>> START Text segment

ECE 305 Introduction to Family Child Care

  • Units:1
  • Hours:18 hours LEC
  • Prerequisite:None.
  • Transferable:CSU
  • Catalog Date:June 1, 2020

This course examines the operation of a Family Child Care business including developmentally appropriate teaching practices in Early Childhood Education. It includes licensing regulations, business practices, health and safety standards, and appropriate practices and curriculum for children in a family child care setting.

Student Learning Outcomes

Upon completion of this course, the student will be able to:

  • identify the components of a successful and developmentally appropriate licensed family child care facility.
  • develop a plan for a licensed family child care facility including philosophy, curriculum, policies, routines, guidance practices, as well as for communication and marketing.
  • interpret and reference the legal regulations of family child care homes (Title 22), fire code, and other health and safety requirements.

ECE 312 Child Development

  • Units:3
  • Hours:54 hours LEC
  • Prerequisite:None.
  • Advisory:ENGWR 300 with a grade of "C" or better
  • Transferable:CSU; UC
  • General Education:AA/AS Area V(b); CSU Area D; CSU Area E1; IGETC Area 4
  • C-ID:C-ID CDEV 100
  • Catalog Date:June 1, 2020

This course is designed for students to study the growth and development of children from the prenatal stage through adolescence. For each stage of development, the physical, cognitive, linguistic, social-moral, and emotional aspects of development with attention to both typical as well as atypical development are discussed in each area. Included are the influences of culture, family, and the environment. The material in this course is designed as a foundation for teaching in the elementary school, nursing, early childhood education, and parenting.

Student Learning Outcomes

Upon completion of this course, the student will be able to:

  • demonstrate a knowledge of the domains of physical, cognitive, language, and socio-emotional development.
  • identify developmental stages in all domains from prenatal through adolescence, including crucial periods such as birth, preschool, elementary school, and puberty.
  • describe current and prominent theories of child development, including how research informs developmental theory.
  • apply developmental theories to teaching, child rearing practices, and other professional work with children with consideration of the influence of culture, ethnicity, race, family structure and social issues.
  • differentiate typical behavior of children and the individual differences and special needs (physical, cognitive, emotional, and social development) with sensitivity to the cultural and family context of individual children.
  • evaluate the impact of current issues in education on the development of children including children with typical and atypical development, cultural, racial, gender, and family diversity.

ECE 314 The Child, the Family and the Community

  • Units:3
  • Hours:54 hours LEC
  • Prerequisite:None.

>> END Text segment
>> START Data for this task

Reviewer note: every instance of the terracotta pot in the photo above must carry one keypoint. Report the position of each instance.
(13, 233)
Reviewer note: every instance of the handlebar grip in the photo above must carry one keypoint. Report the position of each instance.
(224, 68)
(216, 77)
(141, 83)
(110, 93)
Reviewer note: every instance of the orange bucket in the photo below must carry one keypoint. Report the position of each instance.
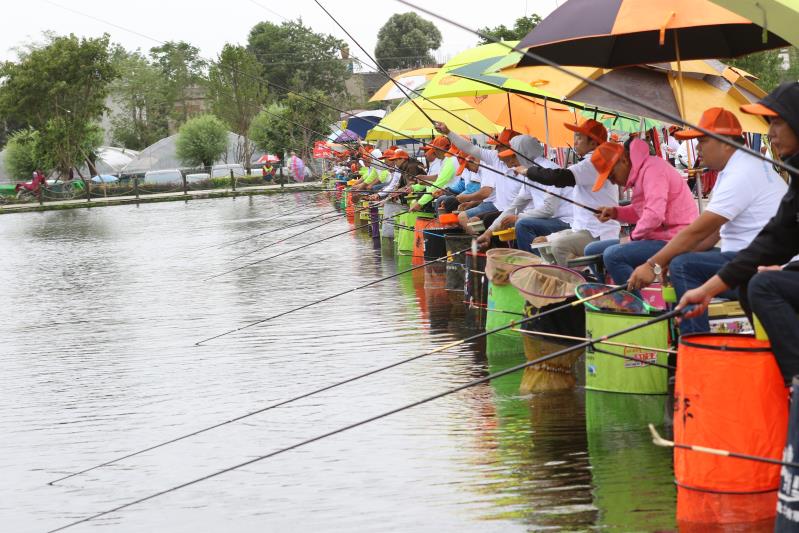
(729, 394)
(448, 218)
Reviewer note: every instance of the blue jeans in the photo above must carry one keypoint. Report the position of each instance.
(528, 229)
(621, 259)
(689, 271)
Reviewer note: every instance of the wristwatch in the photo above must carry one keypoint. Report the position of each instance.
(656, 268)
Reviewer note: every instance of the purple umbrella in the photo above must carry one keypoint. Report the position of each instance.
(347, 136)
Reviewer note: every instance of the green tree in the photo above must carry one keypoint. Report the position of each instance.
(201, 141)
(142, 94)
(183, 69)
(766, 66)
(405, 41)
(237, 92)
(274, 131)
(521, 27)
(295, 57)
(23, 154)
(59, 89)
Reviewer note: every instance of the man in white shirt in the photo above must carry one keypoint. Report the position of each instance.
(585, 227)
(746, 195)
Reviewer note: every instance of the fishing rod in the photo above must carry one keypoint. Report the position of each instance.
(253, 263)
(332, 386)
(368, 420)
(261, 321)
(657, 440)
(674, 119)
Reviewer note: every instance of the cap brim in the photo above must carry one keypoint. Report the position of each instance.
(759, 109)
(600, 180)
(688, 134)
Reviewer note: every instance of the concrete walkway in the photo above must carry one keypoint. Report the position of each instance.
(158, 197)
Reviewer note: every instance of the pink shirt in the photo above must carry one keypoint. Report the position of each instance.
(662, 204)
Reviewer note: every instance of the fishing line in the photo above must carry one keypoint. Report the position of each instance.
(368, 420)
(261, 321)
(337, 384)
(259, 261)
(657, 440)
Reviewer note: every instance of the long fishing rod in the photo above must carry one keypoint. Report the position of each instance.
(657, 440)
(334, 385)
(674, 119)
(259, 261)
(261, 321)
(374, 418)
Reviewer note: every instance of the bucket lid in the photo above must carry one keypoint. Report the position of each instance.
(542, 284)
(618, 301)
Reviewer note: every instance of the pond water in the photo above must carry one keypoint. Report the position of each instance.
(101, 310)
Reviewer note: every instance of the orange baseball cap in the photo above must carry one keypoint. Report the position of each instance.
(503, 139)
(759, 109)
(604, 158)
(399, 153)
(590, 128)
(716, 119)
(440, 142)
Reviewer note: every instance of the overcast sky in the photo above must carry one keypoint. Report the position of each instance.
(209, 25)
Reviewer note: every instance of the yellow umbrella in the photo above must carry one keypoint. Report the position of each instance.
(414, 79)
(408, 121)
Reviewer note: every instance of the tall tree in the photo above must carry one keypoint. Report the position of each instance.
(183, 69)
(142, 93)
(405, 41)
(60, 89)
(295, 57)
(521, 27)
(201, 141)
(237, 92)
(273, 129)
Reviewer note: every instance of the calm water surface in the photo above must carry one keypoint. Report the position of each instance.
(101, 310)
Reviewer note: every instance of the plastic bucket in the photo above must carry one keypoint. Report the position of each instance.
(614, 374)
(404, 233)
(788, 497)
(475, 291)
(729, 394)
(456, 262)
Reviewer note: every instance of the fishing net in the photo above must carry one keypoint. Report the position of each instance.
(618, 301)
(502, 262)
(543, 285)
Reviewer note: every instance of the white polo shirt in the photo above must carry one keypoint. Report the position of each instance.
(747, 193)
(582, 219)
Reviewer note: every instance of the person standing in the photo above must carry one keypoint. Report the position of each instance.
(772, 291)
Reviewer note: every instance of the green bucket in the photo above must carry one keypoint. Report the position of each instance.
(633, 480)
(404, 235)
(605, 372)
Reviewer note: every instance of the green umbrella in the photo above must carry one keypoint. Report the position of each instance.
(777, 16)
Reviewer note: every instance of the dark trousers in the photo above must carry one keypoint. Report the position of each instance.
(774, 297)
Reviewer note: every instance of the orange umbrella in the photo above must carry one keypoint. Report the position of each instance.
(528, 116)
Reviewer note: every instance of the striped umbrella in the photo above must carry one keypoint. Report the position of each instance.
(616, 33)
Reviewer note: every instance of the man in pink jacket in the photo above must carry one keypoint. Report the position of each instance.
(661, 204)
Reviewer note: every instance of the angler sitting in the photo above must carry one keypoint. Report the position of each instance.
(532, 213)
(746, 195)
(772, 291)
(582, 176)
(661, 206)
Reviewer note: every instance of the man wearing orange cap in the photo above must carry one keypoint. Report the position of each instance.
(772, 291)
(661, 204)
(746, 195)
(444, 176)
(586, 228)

>> END Data for this task
>> START Data for this task

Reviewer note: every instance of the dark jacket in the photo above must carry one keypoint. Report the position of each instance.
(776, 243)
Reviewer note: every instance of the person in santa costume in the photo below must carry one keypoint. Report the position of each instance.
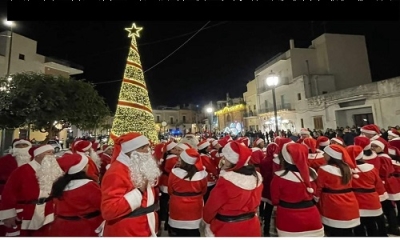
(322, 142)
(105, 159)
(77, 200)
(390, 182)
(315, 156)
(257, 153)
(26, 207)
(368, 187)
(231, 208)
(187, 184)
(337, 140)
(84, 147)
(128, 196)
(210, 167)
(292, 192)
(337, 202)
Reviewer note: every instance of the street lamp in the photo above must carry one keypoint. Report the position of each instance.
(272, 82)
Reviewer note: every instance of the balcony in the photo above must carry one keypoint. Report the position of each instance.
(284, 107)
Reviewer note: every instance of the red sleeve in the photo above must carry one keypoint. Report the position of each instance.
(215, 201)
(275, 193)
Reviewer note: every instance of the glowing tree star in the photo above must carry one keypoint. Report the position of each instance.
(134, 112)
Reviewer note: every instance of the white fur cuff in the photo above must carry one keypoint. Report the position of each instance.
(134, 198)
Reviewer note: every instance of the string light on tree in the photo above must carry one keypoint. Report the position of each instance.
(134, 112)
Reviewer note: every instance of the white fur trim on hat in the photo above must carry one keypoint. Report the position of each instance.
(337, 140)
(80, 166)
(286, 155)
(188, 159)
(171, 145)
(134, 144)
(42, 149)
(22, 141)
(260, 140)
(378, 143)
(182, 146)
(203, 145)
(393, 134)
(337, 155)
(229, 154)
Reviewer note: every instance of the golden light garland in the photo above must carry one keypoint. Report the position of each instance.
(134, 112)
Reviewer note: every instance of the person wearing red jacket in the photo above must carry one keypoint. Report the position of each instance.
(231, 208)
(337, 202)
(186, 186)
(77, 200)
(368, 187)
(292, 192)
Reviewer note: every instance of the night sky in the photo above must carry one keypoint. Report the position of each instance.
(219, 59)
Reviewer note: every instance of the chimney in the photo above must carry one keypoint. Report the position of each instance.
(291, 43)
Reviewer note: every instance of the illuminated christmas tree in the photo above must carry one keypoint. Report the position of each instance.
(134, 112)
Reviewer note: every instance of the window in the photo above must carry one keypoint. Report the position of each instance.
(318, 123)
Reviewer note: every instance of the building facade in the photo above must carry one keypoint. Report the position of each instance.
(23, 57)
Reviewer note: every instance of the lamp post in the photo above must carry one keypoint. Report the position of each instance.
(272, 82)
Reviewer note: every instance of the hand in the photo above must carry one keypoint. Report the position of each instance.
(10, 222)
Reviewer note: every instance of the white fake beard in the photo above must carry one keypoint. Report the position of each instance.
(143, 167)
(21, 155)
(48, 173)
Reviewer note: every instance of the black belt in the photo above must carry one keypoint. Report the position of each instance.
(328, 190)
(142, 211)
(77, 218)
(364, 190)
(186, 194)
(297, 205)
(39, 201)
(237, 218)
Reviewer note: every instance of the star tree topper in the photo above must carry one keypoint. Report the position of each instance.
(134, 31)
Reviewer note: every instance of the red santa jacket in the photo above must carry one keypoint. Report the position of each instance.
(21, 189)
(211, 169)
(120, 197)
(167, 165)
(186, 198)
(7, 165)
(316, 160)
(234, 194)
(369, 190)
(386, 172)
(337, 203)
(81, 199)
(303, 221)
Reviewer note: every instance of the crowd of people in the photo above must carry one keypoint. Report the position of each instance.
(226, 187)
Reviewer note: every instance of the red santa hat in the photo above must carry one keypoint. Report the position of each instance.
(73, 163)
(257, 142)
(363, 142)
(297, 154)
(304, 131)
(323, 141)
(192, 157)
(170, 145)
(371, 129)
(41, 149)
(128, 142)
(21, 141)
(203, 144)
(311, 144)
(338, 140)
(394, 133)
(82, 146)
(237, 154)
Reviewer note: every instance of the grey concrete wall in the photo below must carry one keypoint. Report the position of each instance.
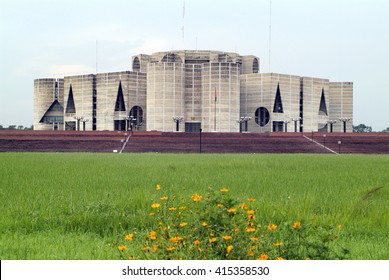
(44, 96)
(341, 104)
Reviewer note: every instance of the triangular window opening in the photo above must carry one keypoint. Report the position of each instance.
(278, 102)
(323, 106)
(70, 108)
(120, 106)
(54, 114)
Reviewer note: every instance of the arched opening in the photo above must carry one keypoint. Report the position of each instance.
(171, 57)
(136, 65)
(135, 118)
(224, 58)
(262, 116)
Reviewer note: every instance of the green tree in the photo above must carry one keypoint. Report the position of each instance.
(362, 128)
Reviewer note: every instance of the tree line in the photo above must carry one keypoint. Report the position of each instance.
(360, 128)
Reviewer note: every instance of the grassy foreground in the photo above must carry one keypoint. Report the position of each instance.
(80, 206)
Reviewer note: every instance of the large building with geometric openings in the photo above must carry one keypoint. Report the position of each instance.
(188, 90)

>> END Data for this task
>> START Data for this task

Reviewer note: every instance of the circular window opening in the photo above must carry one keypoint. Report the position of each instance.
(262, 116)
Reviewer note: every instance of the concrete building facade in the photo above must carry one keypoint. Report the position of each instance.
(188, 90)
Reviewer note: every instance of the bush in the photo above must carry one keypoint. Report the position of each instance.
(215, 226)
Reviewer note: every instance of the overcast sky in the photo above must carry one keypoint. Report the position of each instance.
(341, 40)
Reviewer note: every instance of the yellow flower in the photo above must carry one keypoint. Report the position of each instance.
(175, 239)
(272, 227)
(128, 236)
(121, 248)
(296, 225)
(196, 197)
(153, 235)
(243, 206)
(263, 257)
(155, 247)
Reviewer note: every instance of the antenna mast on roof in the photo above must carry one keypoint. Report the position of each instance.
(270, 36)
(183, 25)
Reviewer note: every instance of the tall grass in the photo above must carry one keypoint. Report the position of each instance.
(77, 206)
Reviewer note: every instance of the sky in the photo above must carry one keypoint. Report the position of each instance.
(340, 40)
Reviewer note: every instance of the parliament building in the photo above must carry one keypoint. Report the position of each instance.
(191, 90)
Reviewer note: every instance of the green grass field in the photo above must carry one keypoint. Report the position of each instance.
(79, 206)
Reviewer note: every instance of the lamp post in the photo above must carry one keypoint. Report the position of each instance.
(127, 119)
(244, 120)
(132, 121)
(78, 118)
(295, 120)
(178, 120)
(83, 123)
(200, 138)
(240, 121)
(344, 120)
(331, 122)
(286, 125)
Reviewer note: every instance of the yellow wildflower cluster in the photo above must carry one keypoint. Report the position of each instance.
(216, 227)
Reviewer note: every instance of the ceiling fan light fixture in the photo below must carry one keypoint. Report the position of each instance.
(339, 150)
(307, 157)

>> END Data for this task

__Objectives__
[1] Gather every line of the records that contains the word "white".
[2] Resume the early childhood education course catalog after its last line shown.

__Task responses__
[1]
Reviewer note: every instance of the man in white shirt in the photo above must carry one keypoint. Report the position of each instance.
Reviewer note: every instance of the white polo shirt in the photo above must carry one keypoint. Report the position of each instance.
Reviewer note: every instance of the white fur cuff in the photo above must carry one keypoint. Report the position of each instance.
Reviewer note: every instance of the white fur trim on hat in the photo above must carry one keypoint. Report the position of each instance.
Reviewer note: every instance of the white fake beard in the photo above must carry one keypoint. Report the position of each instance.

[2]
  • Advisory:ENGWR 300 with a grade of "C" or better
  • Transferable:CSU; UC
  • General Education:AA/AS Area V(b); AA/AS Area III(b); CSU Area D; CSU Area E1; IGETC Area 4
  • C-ID:C-ID CDEV 110
  • Catalog Date:June 1, 2020

This course is an examination of the developing child in a societal context focusing on the interrelationship of family, school, and community and emphasizing historical and socio-cultural factors. Influences on growth and development including media, social class, gender, sexual orientation, racial/ethnic groups, and their relationship to family behavior will be explored.

Student Learning Outcomes

Upon completion of this course, the student will be able to:

  • analyze theories of socialization that address the interrelationship of child, family, and community.
  • assess how educational, political, and socioeconomic factors directly impact the lives of children and families.
  • synthesize and analyze research regarding social issues, changes, and transitions that affect children, families, schools, and communities.
  • appraise strategies that support and empower families through respectful, reciprocal relationships to involve all families in their children's development and learning.
  • analyze their own values, goals, and sense of self as related to family history and life experiences, assessing how this impacts relationships with children and families.
  • critique public policy as it relates to the well-being of children and families.

ECE 320 Curriculum and Interactions in Early Childhood Education

  • Units:4
  • Hours:36 hours LEC; 108 hours LAB
  • Prerequisite:ECE 300 and 312 with grades of "C" or better
  • Enrollment Limitation:Students must show proof of negative Tuberculosis as well as immunizations or immunity to Tetanus, Diphtheria, Acellular Pertussis (TDAP), measles, and rubella. Annual flu shots, a physician's exemption from the flu shot, or a statement declining the shot are also required prior to participating in the lab.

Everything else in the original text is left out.